( Post 49 Item # 1 ) ----------------------------------------------------------------
[ From: jaa@mongoose.ess.harris.com (John Auer) ]
I've found what seems to be a real problem for Synopsys and 2 phase
clock regimes. Synopsys indicates that the "set_clock -mult 0 phase_b"
be used for the phase_b clock. However, if you do this, timing paths
from phase_b to phase_b are not optimized.
On the other hand, if you use the "set_clock -mult 1 phase_b" command,
phase_b to phase_b paths ARE optimized, but now phase_a to phase_b AREN'T.
I took a look at the formula Synopsys uses to generate the setup constraints
for sequential elements, and it makes sense that things behave as they do.
It appears to be a fundamental flaw in the constraint method Synopsys uses;
with 2 phase clocks, one set of constraints (A -> B or B -> B) is always
missed. Unfortunately, Synopsys takes advantage of this and pushes alot
of the chip delay into this unconstrained "space", allowing Synopsys to
artificially improve performance.
Has anyone out there optimized 2 phase circuits (especially those
containing latches and flops, with communication between the regimes) and
run into the same problem? Any workaround ? (Incremental mapping hasn't
helped much, BTW).

» TASK TO CARRY OUT:
Copy out the forum post about two-phase clocks in Synopsys word for word.

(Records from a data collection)

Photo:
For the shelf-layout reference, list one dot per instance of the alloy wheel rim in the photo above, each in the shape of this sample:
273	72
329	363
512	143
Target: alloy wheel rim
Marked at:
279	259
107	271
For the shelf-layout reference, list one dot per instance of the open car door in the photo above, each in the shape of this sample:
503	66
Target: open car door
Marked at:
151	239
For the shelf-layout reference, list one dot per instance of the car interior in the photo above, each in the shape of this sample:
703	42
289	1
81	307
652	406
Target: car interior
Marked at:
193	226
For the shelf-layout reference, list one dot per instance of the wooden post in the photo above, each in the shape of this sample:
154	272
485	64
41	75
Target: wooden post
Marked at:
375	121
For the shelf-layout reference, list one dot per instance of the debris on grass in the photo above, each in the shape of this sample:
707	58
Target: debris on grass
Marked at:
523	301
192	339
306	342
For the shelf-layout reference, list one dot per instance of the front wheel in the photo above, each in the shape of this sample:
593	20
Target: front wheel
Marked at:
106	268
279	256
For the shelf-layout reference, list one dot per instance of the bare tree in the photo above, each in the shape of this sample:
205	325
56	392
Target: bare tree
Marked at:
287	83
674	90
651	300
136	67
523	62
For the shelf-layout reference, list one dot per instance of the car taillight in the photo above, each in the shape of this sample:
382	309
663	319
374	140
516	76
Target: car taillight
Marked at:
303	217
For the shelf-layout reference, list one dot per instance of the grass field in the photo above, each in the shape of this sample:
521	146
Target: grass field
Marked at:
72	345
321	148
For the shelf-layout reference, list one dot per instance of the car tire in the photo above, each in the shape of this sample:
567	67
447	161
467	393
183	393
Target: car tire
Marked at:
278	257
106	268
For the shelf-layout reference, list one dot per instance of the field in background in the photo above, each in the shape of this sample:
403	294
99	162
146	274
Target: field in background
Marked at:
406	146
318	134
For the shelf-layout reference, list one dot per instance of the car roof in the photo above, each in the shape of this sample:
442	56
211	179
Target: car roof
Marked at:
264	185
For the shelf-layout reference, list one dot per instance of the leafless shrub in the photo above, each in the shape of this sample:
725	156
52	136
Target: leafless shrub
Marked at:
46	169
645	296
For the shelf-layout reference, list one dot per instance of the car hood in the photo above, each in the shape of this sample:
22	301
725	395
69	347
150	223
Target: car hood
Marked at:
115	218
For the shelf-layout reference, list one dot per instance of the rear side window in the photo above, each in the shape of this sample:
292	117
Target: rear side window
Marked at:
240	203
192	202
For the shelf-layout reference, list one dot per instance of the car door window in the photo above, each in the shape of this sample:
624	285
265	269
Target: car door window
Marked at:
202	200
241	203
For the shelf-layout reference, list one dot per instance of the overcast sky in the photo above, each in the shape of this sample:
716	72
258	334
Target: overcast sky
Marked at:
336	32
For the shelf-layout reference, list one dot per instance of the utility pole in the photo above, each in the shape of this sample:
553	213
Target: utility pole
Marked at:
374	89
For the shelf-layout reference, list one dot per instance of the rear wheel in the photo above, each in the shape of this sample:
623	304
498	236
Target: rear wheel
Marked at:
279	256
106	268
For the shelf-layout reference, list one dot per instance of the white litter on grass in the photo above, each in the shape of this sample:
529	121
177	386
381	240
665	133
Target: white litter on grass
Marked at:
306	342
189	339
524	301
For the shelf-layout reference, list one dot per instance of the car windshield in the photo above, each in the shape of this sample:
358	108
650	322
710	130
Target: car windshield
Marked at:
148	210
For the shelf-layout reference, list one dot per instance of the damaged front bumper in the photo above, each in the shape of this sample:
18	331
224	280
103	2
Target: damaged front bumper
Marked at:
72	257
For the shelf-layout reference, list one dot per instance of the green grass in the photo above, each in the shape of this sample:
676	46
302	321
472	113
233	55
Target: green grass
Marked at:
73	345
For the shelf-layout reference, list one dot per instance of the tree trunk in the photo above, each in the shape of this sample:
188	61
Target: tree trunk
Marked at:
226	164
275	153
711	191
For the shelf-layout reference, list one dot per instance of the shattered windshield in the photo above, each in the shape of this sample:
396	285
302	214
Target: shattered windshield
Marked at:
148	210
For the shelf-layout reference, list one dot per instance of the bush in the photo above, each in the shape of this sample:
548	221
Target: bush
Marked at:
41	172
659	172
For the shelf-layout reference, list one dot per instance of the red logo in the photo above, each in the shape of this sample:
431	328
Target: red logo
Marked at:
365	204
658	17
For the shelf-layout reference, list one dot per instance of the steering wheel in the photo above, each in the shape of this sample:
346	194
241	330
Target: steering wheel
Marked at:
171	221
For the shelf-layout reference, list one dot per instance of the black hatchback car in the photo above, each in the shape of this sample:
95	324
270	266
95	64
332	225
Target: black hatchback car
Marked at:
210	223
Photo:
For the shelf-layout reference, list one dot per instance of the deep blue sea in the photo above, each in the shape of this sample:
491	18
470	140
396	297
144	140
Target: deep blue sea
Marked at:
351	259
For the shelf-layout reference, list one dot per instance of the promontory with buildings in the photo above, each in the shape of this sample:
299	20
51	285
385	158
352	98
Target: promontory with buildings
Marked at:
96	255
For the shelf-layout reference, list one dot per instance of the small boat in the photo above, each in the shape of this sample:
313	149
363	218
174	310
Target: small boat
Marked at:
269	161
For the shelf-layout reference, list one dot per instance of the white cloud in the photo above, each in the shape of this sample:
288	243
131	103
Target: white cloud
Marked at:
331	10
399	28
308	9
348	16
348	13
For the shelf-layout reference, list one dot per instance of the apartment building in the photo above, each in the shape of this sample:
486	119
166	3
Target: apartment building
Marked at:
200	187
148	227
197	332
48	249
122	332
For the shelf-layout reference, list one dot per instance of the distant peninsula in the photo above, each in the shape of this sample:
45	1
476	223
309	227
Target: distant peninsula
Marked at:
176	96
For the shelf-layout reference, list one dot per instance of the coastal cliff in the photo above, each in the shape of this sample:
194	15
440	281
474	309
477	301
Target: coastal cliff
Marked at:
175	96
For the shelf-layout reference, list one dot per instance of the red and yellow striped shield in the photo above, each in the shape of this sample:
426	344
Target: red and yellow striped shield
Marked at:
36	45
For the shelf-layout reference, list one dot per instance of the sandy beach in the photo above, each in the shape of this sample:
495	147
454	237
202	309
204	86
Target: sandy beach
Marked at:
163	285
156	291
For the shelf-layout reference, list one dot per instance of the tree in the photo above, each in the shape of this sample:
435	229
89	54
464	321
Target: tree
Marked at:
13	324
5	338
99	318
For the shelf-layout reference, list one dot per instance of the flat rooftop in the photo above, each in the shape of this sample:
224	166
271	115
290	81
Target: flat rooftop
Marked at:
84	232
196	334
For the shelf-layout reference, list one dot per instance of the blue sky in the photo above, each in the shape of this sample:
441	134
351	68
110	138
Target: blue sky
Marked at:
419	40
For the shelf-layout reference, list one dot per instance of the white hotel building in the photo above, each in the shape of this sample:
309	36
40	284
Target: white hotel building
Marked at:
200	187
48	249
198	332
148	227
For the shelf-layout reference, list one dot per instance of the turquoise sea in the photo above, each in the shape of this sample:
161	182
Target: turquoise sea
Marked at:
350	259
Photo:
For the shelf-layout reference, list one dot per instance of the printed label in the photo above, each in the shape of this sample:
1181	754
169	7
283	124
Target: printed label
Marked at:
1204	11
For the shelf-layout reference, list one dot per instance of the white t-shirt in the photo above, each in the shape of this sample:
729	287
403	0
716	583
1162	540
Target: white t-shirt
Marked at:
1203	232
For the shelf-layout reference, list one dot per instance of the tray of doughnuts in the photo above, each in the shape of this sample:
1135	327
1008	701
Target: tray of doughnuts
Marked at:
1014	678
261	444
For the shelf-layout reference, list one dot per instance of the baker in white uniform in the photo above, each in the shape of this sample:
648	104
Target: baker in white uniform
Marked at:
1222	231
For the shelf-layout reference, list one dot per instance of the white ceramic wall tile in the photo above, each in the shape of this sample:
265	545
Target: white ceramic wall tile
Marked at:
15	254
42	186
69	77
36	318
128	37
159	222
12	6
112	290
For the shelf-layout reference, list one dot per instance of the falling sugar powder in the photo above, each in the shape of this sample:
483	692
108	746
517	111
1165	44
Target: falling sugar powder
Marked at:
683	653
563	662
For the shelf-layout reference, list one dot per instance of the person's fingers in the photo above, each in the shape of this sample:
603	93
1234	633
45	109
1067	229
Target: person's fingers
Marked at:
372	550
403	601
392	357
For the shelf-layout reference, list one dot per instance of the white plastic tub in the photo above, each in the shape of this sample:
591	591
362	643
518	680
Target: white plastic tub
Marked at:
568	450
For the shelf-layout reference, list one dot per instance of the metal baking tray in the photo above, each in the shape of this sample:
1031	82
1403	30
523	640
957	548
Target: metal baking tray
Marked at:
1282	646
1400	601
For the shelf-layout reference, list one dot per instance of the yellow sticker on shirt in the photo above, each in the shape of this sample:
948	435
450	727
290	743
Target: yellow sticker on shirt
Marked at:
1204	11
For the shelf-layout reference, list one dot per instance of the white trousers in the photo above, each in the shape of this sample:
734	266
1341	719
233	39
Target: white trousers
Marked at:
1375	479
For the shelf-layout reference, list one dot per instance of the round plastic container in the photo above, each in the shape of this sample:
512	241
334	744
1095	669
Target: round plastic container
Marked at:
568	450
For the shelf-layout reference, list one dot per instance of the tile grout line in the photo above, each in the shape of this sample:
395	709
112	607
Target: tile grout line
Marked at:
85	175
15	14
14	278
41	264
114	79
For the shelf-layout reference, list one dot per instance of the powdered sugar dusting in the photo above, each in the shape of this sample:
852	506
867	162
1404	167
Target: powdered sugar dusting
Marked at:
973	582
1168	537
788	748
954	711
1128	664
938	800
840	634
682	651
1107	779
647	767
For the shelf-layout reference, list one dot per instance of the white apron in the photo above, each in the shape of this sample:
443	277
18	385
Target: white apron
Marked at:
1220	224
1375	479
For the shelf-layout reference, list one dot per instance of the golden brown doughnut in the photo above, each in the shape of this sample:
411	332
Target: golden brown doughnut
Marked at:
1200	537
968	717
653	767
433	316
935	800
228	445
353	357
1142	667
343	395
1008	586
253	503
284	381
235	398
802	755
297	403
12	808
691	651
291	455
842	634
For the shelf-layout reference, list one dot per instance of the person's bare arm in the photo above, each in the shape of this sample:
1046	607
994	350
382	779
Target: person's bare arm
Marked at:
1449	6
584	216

» RESULT OF THE EXERCISE:
( Post 49 Item # 1 ) ----------------------------------------------------------------
[ From: jaa@mongoose.ess.harris.com (John Auer) ]
I've found what seems to be a real problem for Synopsys and 2 phase
clock regimes. Synopsys indicates that the "set_clock -mult 0 phase_b"
be used for the phase_b clock. However, if you do this, timing paths
from phase_b to phase_b are not optimized.
On the other hand, if you use the "set_clock -mult 1 phase_b" command,
phase_b to phase_b paths ARE optimized, but now phase_a to phase_b AREN'T.
I took a look at the formula Synopsys uses to generate the setup constraints
for sequential elements, and it makes sense that things behave as they do.
It appears to be a fundamental flaw in the constraint method Synopsys uses;
with 2 phase clocks, one set of constraints (A -> B or B -> B) is always
missed. Unfortunately, Synopsys takes advantage of this and pushes alot
of the chip delay into this unconstrained "space", allowing Synopsys to
artificially improve performance.
Has anyone out there optimized 2 phase circuits (especially those
containing latches and flops, with communication between the regimes) and
run into the same problem? Any workaround ? (Incremental mapping hasn't
helped much, BTW).